Reproduce the lines of the material from the one containing "lava flow in" down to the one containing "of the bright", both included. Replace "thickest part" with "widest part" wherever it occurs, and leave every other word as it stands.

Start Data for this exercise

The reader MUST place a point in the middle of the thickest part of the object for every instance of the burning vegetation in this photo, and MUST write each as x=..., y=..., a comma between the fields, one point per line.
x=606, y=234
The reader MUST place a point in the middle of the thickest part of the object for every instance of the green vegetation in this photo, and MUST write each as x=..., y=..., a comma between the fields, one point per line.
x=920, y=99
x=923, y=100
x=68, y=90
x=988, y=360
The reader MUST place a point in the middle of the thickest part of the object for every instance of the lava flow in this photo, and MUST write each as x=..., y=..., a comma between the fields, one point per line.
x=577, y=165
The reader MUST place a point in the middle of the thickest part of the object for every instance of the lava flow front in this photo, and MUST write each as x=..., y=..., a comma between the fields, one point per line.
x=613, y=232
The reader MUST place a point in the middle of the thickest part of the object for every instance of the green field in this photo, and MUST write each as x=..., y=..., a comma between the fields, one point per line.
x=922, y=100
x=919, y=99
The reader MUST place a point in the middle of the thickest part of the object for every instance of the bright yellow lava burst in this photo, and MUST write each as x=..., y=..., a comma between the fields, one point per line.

End Data for this exercise
Start Data for this exercise

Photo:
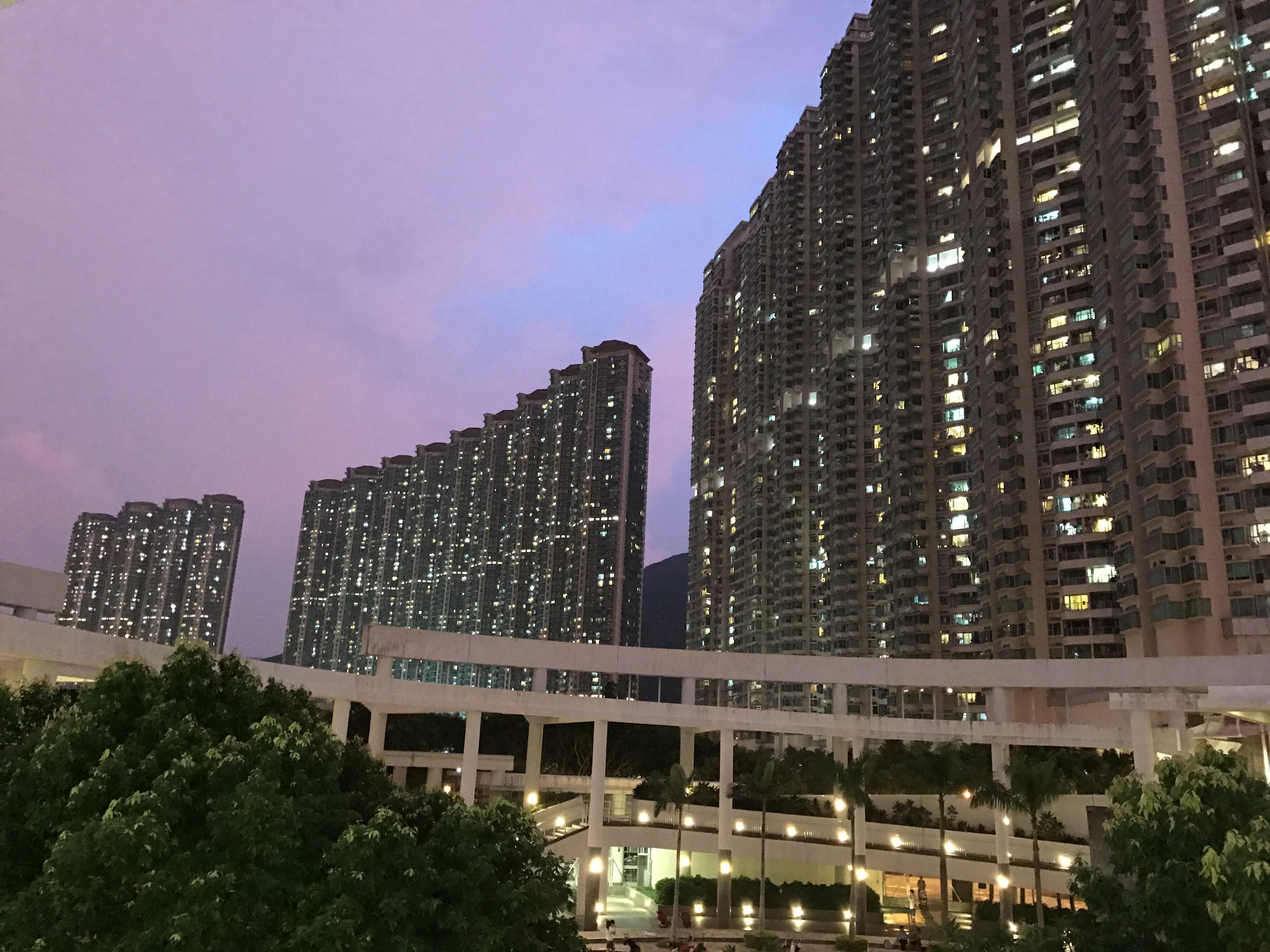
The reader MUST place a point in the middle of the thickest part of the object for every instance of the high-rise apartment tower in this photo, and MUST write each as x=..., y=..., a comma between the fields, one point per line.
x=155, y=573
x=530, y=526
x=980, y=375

End Data for this exercise

### Finished exercise
The reader MUST place a point in the middle of the widest part of the object for every instance of the lava flow in this photo, and MUST write each as x=..., y=..., a comma between the fields, one point per line.
x=577, y=165
The reader MUST place a point in the middle of the widest part of the object for every instance of the lava flow front in this photo, and MUST write each as x=..., y=..., a comma between the fields, one point per line.
x=613, y=232
The reader MUST place a point in the middle of the widest part of the object for every instance of the green field in this photo, and MUST write each as x=..., y=..., a comma between the fields, one point per line.
x=922, y=100
x=919, y=99
The reader MUST place a point in the middle of the widest part of the object for every instance of the bright yellow lava burst in this photo, and MUST write each as x=..., y=..., a comma between the fields, one point per line.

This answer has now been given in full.